Has the Pandemic Created an Empathy Deficit?
After a year of crises, young people are turning to social media to reconnect with others.by Pooja Shah
As the nationwide rollout of the COVID vaccine signals the return of some semblance of normalcy, it's a fitting time to reflect on the shock, devastation and loss that the past year has caused.
Let's be honest. Countless people suffered a spectrum of painful experiences, whether it was losing a loved one, being unemployed, facing COVID complications, or enduring a decline in mental health.
And those weren't the only challenges — there was also a contentious presidential election, racial and social unrest, and the ongoing climate crisis.
As of early May 2021, nearly 600,000 Americans have died from coronavirus. It's a staggering statistic. Yet, given everything that has transpired during the past year and our constant exposure via the news and social media, we may be growing desensitized to devastating events. The lack of social interaction during the pandemic may also be contributing to an empathy deficit, particularly among young people.
Rising fatigue, declining empathy
The beginning of the pandemic created an urgent sense of camaraderie. People were inclined to help others, partly because there was a growing recognition of our shared sense of isolation and fear.
Over time, though, those feelings of empathy and the ability to understand and share others' feelings declined as COVID-19 fatigue settled in.
"Initially there was a lot of empathy and a concerted effort to be understanding or be compassionate," said Saurav Dutt, author and political analyst. "But, as time has passed and frustration has set in, I've found myself to be far more impatient, less empathetic, and far more direct with people — even strangers."
"Sometimes it's not intentional, but the baggage of the days, weeks, and months become more oppressive, and because of the pandemic you're realizing just how precious your time is."
Social interaction as a pressure valve for young people
Younger folks may be feeling this disconnect and exhaustion more than older generations. Some experts believe that a variety of factors have led them to be more prone to experiencing empathy deficit.

(Dataset entries)

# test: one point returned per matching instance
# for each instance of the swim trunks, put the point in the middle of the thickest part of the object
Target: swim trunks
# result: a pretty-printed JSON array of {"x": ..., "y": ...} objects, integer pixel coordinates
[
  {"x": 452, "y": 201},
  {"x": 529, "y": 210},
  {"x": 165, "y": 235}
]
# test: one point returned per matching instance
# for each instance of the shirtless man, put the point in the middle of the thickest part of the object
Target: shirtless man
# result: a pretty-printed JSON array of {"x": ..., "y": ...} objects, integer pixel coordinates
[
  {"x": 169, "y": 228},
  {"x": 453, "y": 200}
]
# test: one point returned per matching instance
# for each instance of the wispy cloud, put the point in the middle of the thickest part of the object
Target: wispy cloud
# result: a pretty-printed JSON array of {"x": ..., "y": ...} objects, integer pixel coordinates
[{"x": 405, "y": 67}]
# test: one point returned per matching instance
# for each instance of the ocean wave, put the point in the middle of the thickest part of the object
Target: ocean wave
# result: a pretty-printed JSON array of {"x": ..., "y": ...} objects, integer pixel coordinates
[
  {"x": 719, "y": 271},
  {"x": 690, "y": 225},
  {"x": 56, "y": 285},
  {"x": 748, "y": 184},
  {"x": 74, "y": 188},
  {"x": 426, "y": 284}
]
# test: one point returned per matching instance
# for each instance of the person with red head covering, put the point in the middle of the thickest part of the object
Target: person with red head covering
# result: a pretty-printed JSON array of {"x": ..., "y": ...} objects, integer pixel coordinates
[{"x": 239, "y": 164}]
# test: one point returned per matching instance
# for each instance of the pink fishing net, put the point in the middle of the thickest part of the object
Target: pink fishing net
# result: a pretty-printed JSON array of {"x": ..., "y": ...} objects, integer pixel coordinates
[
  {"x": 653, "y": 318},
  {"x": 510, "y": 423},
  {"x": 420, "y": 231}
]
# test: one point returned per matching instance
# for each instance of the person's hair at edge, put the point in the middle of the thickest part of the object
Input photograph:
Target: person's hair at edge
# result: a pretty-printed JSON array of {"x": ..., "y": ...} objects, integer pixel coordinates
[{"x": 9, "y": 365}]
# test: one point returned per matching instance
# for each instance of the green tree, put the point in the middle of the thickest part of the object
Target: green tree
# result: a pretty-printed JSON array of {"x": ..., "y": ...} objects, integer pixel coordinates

- Task list:
**A)** Do the following statements agree with the article on the pandemic and empathy? For each, answer yes or no and quote the words from the article that decide it.
(i) Nearly 600,000 Americans had died from coronavirus as of early May 2021.
(ii) Feelings of empathy grew stronger over time as COVID-19 fatigue settled in.
(iii) Saurav Dutt is described as an author and political analyst.
**B)** Answer these questions from the article on the pandemic and empathy:
(i) What signals the return of some semblance of normalcy?
(ii) What did the beginning of the pandemic create?
(iii) Who may be feeling this disconnect and exhaustion more than older generations?

- Results for each task:
**A)**
(i) Yes: "As of early May 2021, nearly 600,000 Americans have died from coronavirus."
(ii) No: "Over time, though, those feelings of empathy and the ability to understand and share others' feelings declined as COVID-19 fatigue settled in."
(iii) Yes: "said Saurav Dutt, author and political analyst."

**B)**
(i) The nationwide rollout of the COVID vaccine.
(ii) An urgent sense of camaraderie.
(iii) Younger folks.